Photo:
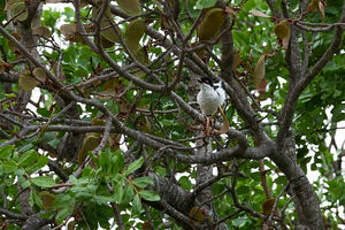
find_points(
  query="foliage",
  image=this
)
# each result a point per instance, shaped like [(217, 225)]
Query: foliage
[(99, 129)]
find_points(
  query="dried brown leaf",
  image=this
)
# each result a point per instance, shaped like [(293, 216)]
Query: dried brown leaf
[(211, 24)]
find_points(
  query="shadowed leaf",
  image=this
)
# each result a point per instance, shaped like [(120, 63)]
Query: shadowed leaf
[(282, 30), (19, 10), (267, 206), (26, 81), (259, 72), (131, 7), (134, 31), (259, 14)]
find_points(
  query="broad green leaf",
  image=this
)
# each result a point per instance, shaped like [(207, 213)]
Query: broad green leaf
[(149, 195), (137, 203), (259, 14), (118, 193), (28, 158), (9, 166), (198, 213), (47, 199), (142, 182), (103, 199), (39, 74), (117, 161), (201, 4), (128, 194), (64, 212), (90, 142), (108, 31), (134, 166), (43, 181), (6, 151), (211, 24), (134, 31), (39, 163), (19, 11), (267, 206), (185, 183), (36, 198)]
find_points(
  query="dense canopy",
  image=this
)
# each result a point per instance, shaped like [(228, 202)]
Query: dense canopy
[(100, 128)]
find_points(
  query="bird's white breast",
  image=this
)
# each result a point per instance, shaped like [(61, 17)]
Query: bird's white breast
[(208, 99)]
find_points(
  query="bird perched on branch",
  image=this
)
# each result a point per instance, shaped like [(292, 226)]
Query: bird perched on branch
[(210, 99)]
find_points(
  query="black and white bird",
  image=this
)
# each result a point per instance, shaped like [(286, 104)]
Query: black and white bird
[(211, 98)]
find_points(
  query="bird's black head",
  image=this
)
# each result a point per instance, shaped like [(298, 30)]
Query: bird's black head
[(206, 80)]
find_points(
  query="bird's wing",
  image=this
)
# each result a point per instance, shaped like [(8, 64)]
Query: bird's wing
[(221, 95)]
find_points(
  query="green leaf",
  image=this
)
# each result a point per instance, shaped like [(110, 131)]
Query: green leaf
[(185, 183), (149, 195), (26, 81), (128, 195), (19, 10), (131, 7), (10, 166), (118, 193), (134, 166), (39, 163), (142, 182), (36, 198), (118, 162), (5, 152), (43, 181), (201, 4), (64, 212), (240, 222), (103, 199), (137, 203), (28, 158)]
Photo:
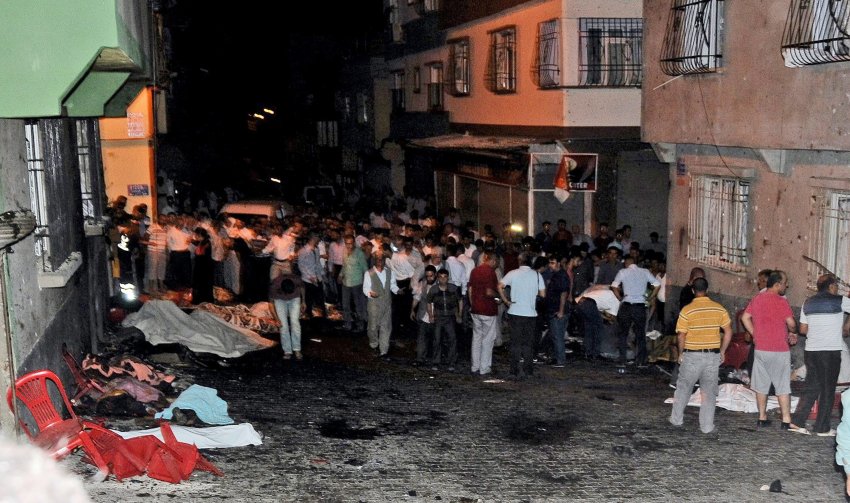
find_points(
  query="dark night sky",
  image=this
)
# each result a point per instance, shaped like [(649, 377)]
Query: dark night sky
[(228, 62), (245, 48)]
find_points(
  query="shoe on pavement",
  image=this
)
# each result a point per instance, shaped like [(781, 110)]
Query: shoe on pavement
[(793, 428)]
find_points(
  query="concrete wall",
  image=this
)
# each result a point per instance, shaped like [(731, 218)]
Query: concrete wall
[(41, 319), (782, 217), (642, 187), (530, 105)]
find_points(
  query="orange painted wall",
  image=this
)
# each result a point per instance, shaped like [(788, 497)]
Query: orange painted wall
[(128, 155)]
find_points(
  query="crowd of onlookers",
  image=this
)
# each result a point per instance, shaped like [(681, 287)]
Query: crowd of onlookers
[(321, 263)]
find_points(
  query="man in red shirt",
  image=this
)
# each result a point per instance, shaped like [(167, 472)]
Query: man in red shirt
[(482, 290), (770, 321)]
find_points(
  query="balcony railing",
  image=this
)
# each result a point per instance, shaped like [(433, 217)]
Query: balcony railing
[(816, 32)]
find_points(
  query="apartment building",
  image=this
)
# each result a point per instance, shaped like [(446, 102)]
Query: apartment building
[(747, 103), (488, 97)]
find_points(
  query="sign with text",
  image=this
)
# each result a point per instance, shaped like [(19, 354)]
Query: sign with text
[(138, 189), (582, 171)]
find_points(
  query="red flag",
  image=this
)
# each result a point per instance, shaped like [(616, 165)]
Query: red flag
[(562, 183)]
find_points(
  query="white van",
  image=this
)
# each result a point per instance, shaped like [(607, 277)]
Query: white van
[(246, 210)]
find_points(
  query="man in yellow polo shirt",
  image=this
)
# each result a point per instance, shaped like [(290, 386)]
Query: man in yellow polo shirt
[(701, 351)]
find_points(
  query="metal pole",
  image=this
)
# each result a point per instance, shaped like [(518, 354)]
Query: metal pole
[(7, 332)]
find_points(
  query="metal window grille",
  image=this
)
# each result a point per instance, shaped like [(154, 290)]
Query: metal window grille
[(396, 31), (611, 52), (435, 87), (425, 6), (398, 91), (328, 135), (501, 74), (459, 68), (718, 222), (816, 31), (831, 240), (38, 192), (363, 111), (547, 67), (693, 42)]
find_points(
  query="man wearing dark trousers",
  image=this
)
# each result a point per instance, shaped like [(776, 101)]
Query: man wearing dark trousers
[(632, 281), (526, 285), (821, 321)]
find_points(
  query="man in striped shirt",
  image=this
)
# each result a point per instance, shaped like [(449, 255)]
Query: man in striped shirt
[(701, 351)]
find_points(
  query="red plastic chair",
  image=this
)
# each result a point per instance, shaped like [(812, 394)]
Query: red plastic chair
[(85, 384), (739, 348), (57, 432)]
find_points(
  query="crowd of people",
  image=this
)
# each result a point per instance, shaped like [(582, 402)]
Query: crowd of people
[(400, 270)]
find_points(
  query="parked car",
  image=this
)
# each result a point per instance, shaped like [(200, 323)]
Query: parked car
[(319, 195), (248, 210)]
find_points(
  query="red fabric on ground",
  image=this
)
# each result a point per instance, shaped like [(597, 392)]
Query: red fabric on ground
[(170, 461)]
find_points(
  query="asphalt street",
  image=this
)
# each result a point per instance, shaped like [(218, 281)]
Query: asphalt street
[(343, 426)]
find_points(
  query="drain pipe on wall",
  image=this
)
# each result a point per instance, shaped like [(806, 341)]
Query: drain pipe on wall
[(7, 333), (14, 226)]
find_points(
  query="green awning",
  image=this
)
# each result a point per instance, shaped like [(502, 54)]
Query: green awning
[(64, 58)]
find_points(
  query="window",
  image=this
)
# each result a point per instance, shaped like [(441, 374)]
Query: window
[(435, 87), (610, 52), (547, 67), (38, 191), (718, 222), (87, 159), (327, 135), (831, 237), (426, 6), (694, 38), (398, 91), (459, 68), (816, 31), (51, 176), (363, 111), (501, 72)]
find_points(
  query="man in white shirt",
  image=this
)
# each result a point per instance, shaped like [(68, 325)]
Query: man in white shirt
[(457, 271), (378, 286), (821, 322), (594, 306), (632, 281), (282, 248)]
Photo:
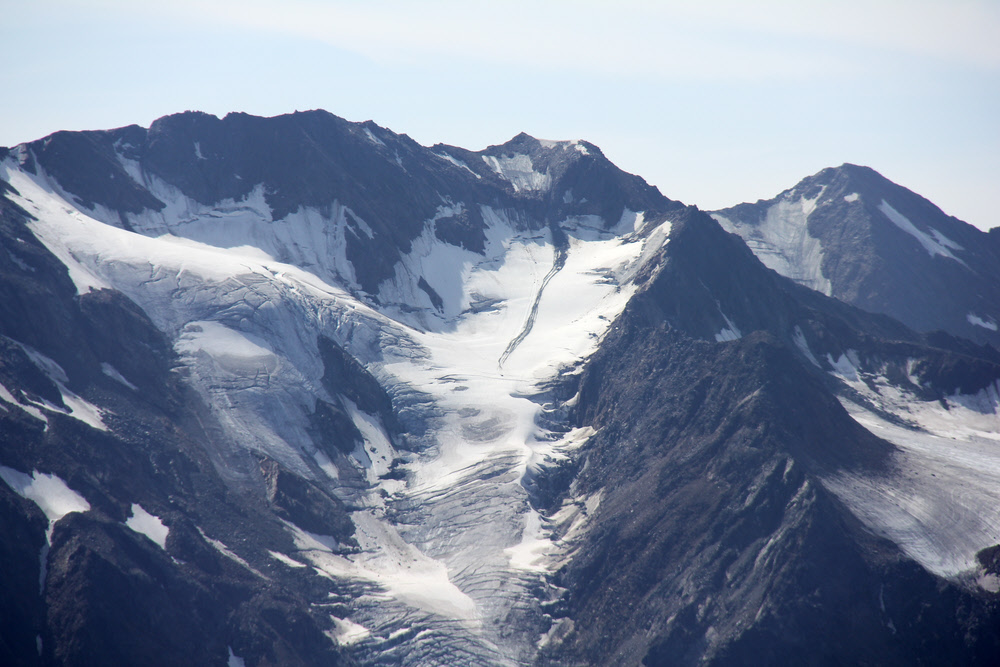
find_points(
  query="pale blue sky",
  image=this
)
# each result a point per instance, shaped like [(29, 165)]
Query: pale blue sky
[(713, 102)]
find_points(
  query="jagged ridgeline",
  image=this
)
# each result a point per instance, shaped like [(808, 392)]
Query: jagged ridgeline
[(300, 391)]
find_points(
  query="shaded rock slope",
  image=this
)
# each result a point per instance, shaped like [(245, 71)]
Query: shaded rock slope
[(853, 234), (301, 391)]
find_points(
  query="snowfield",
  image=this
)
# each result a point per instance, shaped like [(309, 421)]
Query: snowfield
[(469, 346), (460, 560)]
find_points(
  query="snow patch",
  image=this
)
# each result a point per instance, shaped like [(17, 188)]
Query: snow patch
[(8, 397), (76, 407), (782, 241), (457, 163), (372, 138), (346, 632), (934, 243), (49, 492), (730, 332), (234, 660), (800, 342), (977, 321), (113, 373), (146, 524), (225, 551), (519, 171), (290, 562), (941, 501)]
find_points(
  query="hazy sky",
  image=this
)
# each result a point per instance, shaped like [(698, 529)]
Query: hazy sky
[(713, 102)]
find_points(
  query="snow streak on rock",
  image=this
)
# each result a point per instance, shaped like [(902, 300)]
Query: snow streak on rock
[(453, 556)]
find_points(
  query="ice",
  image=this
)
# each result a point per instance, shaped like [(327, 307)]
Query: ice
[(290, 562), (230, 348), (934, 243), (782, 241), (234, 660), (48, 491), (113, 373), (519, 171), (77, 407), (346, 632), (458, 163), (454, 549), (146, 524), (372, 138), (8, 397), (940, 502), (225, 551), (800, 342), (977, 321)]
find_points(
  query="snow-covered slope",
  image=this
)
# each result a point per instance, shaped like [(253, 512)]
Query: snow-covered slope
[(469, 344), (363, 374), (850, 233)]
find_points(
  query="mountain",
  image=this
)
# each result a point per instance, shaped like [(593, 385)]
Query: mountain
[(852, 234), (298, 390)]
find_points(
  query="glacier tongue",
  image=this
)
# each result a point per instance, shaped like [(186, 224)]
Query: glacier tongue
[(454, 556)]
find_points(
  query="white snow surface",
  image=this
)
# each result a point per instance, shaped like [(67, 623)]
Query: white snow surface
[(234, 660), (146, 524), (48, 491), (519, 171), (934, 243), (941, 500), (467, 550), (783, 243), (977, 321)]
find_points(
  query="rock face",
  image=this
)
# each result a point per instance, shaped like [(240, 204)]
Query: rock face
[(301, 391), (852, 234)]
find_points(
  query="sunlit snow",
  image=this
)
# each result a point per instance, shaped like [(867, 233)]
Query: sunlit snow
[(941, 501), (782, 241), (934, 243), (977, 321), (146, 524)]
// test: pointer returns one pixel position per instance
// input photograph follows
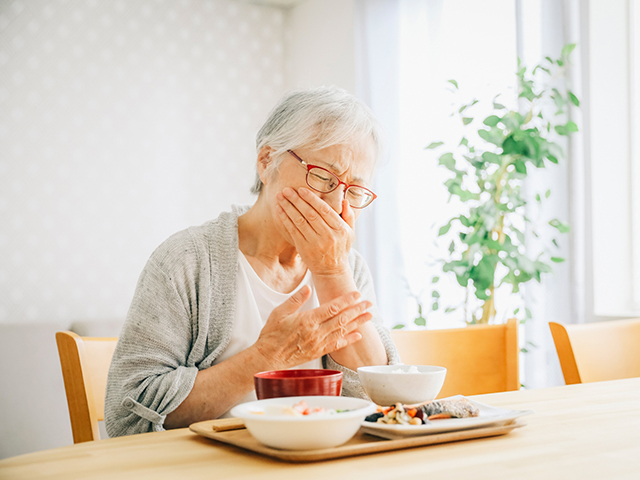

= = =

* WHAT YOU WILL DO:
Your task is to restate word for word the lines from the top of the data to the line containing "# each result a point per instance, shaped like [(207, 213)]", both ends included, with every picture left out.

* WRITTEN REPLY:
Photo:
find_points(
  query="foliage",
  image=this
)
# each result a point per instance, shaped like [(217, 225)]
Query: foliage
[(99, 129)]
find_points(
  query="dried brown leaf",
  image=this
)
# each result a point per instance, shaped like [(293, 216)]
Query: dried brown leaf
[(211, 24)]
find_points(
  query="shadowed leaf",
  image=this
)
# each result a point per instance, shaped like [(120, 63)]
Query: shadowed leaf
[(282, 30), (19, 10), (267, 206), (26, 81), (259, 72), (131, 7), (134, 31), (259, 14)]
find_points(
  query="broad green leaf",
  image=this
)
# each result a point per instance, shaped like [(207, 213)]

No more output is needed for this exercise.